═════ Exercise material
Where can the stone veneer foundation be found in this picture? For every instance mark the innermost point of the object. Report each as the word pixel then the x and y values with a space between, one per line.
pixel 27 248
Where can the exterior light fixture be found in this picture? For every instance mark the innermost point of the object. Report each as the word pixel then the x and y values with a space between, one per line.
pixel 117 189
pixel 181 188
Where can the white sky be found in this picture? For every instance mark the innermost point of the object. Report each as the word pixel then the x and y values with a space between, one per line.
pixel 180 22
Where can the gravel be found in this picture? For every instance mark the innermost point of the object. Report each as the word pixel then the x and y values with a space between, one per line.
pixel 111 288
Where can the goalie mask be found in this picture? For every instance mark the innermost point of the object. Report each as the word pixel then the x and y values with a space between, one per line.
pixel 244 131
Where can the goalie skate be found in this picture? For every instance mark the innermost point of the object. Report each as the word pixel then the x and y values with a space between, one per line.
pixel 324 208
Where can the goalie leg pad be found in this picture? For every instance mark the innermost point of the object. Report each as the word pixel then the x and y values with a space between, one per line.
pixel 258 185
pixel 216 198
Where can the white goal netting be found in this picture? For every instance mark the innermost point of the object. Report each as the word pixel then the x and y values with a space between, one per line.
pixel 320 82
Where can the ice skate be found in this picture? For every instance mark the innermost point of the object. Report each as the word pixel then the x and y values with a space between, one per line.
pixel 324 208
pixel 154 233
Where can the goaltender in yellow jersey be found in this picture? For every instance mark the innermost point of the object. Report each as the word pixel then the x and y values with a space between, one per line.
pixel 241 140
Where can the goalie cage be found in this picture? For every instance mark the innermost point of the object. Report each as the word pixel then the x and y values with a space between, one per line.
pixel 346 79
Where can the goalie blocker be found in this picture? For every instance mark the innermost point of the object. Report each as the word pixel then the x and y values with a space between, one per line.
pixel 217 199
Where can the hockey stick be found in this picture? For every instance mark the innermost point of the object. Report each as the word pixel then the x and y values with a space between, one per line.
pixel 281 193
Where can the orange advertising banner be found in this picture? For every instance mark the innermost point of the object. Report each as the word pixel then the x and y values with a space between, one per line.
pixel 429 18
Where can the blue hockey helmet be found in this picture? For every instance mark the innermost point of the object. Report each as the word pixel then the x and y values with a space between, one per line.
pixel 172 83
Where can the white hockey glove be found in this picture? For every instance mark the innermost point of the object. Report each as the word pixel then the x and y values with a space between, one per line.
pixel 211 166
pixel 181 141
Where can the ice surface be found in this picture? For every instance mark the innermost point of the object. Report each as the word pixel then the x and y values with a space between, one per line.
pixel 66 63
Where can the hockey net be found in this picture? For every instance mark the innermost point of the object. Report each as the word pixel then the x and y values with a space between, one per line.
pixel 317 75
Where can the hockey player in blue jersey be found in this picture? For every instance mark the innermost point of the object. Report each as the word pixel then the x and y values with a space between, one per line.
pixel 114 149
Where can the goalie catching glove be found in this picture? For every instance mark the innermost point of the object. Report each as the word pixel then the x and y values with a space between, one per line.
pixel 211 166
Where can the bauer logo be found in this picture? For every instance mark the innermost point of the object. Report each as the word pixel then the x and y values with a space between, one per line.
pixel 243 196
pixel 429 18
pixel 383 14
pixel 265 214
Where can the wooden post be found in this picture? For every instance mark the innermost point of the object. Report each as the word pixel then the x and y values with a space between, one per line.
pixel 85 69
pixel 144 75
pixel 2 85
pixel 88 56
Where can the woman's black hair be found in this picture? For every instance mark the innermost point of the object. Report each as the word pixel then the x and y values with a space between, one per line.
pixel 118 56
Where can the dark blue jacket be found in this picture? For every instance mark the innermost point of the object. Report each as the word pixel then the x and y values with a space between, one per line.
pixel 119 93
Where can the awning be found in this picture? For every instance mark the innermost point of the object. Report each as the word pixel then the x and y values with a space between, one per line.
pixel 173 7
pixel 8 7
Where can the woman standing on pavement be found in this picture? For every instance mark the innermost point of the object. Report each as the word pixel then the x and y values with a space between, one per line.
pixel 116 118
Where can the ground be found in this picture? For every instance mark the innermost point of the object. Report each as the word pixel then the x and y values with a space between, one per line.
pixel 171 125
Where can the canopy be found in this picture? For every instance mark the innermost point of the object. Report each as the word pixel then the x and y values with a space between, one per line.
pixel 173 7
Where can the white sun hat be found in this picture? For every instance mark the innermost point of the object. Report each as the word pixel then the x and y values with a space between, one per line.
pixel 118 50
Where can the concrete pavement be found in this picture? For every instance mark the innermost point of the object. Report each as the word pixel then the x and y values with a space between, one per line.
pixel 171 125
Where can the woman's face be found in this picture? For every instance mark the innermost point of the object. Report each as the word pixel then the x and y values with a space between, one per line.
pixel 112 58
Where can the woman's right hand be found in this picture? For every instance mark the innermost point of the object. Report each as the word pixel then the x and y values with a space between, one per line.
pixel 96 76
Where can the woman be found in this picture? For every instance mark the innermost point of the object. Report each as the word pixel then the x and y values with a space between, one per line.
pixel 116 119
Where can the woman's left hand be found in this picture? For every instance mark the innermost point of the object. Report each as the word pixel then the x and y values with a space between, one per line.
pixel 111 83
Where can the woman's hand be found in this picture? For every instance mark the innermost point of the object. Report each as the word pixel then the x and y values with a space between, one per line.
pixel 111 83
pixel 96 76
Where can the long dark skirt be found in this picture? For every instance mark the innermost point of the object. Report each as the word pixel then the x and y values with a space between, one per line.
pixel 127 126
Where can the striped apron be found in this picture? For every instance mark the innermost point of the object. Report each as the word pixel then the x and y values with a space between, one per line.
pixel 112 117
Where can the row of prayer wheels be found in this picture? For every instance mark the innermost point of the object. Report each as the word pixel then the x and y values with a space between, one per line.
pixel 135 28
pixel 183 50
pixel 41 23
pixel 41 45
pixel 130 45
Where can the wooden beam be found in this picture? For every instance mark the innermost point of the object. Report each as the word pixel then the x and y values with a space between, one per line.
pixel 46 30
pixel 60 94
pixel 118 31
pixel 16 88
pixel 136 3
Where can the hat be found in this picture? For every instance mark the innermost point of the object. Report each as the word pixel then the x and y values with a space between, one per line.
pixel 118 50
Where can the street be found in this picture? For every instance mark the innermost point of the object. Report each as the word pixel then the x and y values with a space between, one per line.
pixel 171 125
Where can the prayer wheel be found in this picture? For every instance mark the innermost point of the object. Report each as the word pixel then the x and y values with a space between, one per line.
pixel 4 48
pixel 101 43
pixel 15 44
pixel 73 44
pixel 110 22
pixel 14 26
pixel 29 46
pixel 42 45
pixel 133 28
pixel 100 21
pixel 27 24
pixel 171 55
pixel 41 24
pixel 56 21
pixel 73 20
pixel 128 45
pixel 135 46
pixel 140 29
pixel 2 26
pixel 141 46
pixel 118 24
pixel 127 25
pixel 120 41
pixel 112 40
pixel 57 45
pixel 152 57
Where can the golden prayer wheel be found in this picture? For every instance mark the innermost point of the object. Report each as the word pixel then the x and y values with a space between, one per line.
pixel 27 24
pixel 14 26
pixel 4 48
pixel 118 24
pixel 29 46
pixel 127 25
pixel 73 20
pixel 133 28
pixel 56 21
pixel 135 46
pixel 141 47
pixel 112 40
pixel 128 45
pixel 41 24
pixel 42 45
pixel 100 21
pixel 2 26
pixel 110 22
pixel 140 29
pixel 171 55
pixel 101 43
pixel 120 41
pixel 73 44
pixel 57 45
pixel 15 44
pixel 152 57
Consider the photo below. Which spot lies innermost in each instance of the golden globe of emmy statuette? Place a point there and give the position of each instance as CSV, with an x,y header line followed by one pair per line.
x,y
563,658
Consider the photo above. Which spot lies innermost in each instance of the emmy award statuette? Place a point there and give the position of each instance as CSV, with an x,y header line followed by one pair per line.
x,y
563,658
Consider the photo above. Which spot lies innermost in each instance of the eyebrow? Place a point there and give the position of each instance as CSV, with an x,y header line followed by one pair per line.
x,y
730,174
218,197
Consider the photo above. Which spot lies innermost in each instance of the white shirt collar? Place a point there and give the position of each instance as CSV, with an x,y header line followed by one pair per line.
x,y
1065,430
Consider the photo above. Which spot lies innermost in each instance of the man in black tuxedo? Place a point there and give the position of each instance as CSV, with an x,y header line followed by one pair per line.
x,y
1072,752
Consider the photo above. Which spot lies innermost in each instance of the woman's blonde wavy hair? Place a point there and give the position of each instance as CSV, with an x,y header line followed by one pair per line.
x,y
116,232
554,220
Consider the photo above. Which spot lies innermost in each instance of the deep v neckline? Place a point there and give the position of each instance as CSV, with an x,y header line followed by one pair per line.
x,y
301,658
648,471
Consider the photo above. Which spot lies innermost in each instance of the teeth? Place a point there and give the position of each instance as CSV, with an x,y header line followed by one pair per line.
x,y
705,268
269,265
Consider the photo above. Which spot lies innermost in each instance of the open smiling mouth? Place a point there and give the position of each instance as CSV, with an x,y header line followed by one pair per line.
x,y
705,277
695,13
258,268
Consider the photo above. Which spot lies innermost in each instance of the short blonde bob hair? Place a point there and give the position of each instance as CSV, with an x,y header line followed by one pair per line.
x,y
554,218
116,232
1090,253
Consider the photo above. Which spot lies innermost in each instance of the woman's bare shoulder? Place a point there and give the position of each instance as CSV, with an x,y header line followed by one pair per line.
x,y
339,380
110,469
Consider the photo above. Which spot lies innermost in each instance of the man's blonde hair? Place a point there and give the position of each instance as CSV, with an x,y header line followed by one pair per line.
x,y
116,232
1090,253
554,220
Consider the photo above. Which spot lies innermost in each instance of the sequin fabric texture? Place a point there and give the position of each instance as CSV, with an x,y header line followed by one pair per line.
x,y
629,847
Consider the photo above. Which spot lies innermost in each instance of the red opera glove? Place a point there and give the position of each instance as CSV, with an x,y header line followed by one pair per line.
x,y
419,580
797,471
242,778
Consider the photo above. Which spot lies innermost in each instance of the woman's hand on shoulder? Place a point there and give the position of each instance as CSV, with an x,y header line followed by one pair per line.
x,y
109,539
══════════
Your answer should consist only of the lines from the one with "of the short" through the end of the data above, reproduced exactly.

Consider the photo above. Which spot lies innermost in each instance of the short blonde bob hair? Place a point there and give the position of each instance as CSV, with an x,y header line followed by one pair per line.
x,y
554,218
116,232
1090,253
Consider the photo above. Which spot lies innermost in each instance of the woman's bare shoulder? Place a point there and give the position of each instance as CSV, with an x,y header line followed by one pair per line.
x,y
339,380
110,469
Consider the photo above. Which spot lies innermost in each instance of the man's blonde hair? Place a point there and give the position of each instance as CSV, with an x,y header line followed by one pair per line.
x,y
116,232
1090,253
554,220
Consider the photo above. Which spot lies innermost in each instance of the sequin fabric texture? Place a point there and give the position of each instance as CSV, with an x,y header line followed by one pair per line.
x,y
629,847
Consider the photo above. Which spot lies innermost in each instance of the red opera glove? Place a point there and give the position of each instance as CSV, with an x,y header line followed by one pair per line.
x,y
419,580
797,471
242,778
Consider the photo above. Which spot lies innermost in each instance of the woman's hand on shoulder? Place a point there and give the position of each instance as CSV, with an x,y header line followed by one pair per line.
x,y
109,539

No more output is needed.